WHAT THIS TASK INVOLVES: Which lines of the records contain the word "rocky"? Pull out each one.

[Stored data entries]
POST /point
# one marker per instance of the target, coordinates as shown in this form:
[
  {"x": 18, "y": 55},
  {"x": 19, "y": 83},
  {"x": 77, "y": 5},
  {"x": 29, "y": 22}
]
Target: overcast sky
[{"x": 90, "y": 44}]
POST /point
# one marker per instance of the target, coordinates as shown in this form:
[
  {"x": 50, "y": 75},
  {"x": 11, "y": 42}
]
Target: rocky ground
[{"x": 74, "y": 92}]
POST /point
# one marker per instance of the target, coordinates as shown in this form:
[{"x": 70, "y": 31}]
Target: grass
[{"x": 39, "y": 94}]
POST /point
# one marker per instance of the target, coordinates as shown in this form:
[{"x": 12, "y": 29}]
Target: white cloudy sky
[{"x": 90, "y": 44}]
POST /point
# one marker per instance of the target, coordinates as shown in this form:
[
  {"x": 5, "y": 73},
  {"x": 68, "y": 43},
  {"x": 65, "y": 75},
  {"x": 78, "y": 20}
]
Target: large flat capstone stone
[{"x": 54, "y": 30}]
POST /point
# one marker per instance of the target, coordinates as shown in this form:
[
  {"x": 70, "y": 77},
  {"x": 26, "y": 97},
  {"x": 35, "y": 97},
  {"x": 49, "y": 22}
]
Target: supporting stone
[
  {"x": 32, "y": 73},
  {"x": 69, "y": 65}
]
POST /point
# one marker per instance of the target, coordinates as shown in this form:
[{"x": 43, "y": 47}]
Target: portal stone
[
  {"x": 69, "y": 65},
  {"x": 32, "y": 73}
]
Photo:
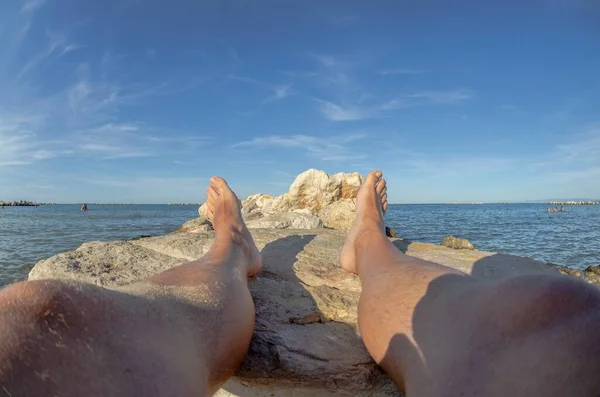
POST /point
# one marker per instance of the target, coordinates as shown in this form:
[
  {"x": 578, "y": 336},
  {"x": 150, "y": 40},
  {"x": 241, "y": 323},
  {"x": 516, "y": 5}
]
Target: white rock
[{"x": 286, "y": 220}]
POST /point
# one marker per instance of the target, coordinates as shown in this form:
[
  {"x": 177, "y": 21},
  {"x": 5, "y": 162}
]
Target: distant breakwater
[
  {"x": 20, "y": 203},
  {"x": 574, "y": 203}
]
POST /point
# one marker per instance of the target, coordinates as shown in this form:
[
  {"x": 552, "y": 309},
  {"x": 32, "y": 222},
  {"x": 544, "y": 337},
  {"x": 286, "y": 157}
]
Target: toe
[
  {"x": 211, "y": 193},
  {"x": 373, "y": 178},
  {"x": 381, "y": 186},
  {"x": 218, "y": 183}
]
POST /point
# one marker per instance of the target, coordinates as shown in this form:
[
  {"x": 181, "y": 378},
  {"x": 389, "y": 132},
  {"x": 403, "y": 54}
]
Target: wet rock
[
  {"x": 390, "y": 232},
  {"x": 339, "y": 215},
  {"x": 286, "y": 220},
  {"x": 306, "y": 340}
]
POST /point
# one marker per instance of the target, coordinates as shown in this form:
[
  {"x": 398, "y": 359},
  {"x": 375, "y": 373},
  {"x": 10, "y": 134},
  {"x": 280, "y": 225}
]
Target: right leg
[{"x": 438, "y": 331}]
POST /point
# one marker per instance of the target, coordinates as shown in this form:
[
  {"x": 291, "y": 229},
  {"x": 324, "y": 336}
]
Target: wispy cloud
[
  {"x": 388, "y": 72},
  {"x": 280, "y": 92},
  {"x": 443, "y": 97},
  {"x": 359, "y": 111},
  {"x": 32, "y": 5},
  {"x": 583, "y": 147},
  {"x": 335, "y": 112},
  {"x": 55, "y": 49},
  {"x": 332, "y": 149}
]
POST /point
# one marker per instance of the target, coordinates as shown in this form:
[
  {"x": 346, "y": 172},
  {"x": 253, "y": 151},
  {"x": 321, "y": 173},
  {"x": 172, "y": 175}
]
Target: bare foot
[
  {"x": 224, "y": 213},
  {"x": 371, "y": 204}
]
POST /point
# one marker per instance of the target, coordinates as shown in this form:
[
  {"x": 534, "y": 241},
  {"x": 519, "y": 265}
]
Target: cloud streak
[
  {"x": 357, "y": 111},
  {"x": 334, "y": 149}
]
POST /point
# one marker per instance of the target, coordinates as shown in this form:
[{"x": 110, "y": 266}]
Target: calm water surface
[
  {"x": 29, "y": 234},
  {"x": 572, "y": 238}
]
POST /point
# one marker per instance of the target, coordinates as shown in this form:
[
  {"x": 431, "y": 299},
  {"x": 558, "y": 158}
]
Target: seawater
[{"x": 572, "y": 238}]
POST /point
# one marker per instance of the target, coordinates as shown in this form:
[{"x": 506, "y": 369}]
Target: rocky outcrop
[
  {"x": 457, "y": 243},
  {"x": 286, "y": 220},
  {"x": 306, "y": 340},
  {"x": 591, "y": 274},
  {"x": 20, "y": 203},
  {"x": 328, "y": 197},
  {"x": 339, "y": 215},
  {"x": 198, "y": 225},
  {"x": 390, "y": 232}
]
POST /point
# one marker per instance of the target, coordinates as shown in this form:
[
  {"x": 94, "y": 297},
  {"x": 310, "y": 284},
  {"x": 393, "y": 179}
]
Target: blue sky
[{"x": 142, "y": 101}]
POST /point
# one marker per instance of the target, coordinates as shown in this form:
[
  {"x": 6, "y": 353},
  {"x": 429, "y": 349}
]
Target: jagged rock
[
  {"x": 286, "y": 220},
  {"x": 591, "y": 274},
  {"x": 457, "y": 243},
  {"x": 339, "y": 215},
  {"x": 330, "y": 197},
  {"x": 198, "y": 225},
  {"x": 315, "y": 190},
  {"x": 306, "y": 340}
]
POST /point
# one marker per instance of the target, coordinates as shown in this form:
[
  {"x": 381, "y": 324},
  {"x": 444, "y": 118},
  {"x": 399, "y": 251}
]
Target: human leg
[
  {"x": 437, "y": 331},
  {"x": 182, "y": 332}
]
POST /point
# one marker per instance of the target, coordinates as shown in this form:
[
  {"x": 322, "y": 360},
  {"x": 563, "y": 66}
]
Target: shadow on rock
[
  {"x": 447, "y": 325},
  {"x": 295, "y": 344}
]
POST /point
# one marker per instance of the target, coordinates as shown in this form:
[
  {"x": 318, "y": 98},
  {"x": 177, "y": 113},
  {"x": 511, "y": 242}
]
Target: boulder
[
  {"x": 339, "y": 215},
  {"x": 198, "y": 225},
  {"x": 591, "y": 274},
  {"x": 315, "y": 190},
  {"x": 286, "y": 220},
  {"x": 306, "y": 340},
  {"x": 457, "y": 243},
  {"x": 330, "y": 197}
]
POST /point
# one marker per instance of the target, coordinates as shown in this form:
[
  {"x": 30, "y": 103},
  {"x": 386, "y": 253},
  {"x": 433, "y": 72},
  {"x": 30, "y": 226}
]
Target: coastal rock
[
  {"x": 306, "y": 340},
  {"x": 591, "y": 274},
  {"x": 457, "y": 243},
  {"x": 330, "y": 197},
  {"x": 315, "y": 190},
  {"x": 390, "y": 232},
  {"x": 198, "y": 225},
  {"x": 339, "y": 215},
  {"x": 286, "y": 220}
]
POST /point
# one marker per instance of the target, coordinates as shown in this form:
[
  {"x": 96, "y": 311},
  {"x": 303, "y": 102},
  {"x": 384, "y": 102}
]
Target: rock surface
[
  {"x": 457, "y": 243},
  {"x": 591, "y": 274},
  {"x": 286, "y": 220},
  {"x": 329, "y": 197},
  {"x": 390, "y": 232},
  {"x": 306, "y": 340},
  {"x": 198, "y": 225}
]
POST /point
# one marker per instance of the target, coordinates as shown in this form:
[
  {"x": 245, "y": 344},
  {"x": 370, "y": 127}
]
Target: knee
[
  {"x": 538, "y": 300},
  {"x": 47, "y": 303}
]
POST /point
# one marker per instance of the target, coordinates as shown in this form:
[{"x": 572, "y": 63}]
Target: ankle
[{"x": 370, "y": 245}]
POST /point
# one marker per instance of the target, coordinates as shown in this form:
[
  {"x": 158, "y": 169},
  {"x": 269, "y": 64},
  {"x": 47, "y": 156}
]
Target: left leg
[{"x": 180, "y": 333}]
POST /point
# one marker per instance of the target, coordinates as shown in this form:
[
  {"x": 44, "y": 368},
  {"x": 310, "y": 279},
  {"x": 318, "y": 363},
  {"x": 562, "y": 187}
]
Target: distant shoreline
[{"x": 564, "y": 203}]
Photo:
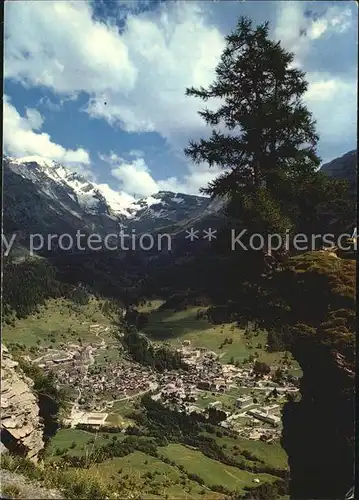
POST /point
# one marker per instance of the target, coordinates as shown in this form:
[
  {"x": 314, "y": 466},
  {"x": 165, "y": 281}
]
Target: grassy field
[
  {"x": 152, "y": 476},
  {"x": 150, "y": 305},
  {"x": 75, "y": 441},
  {"x": 118, "y": 420},
  {"x": 175, "y": 327},
  {"x": 271, "y": 453},
  {"x": 60, "y": 321},
  {"x": 211, "y": 471}
]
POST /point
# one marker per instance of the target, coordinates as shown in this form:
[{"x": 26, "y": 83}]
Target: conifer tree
[{"x": 263, "y": 135}]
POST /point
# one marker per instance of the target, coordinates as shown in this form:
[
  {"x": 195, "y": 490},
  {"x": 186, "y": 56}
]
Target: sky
[{"x": 100, "y": 86}]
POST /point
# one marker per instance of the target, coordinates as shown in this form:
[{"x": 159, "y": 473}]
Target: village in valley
[{"x": 248, "y": 397}]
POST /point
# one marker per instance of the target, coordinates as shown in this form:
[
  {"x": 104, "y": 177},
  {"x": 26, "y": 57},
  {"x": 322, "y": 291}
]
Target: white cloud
[
  {"x": 21, "y": 138},
  {"x": 332, "y": 101},
  {"x": 58, "y": 45},
  {"x": 136, "y": 179},
  {"x": 34, "y": 118},
  {"x": 296, "y": 31},
  {"x": 136, "y": 79}
]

RESULT OF THIS EXERCISE:
Target: rocky ground
Target: rocky outcrop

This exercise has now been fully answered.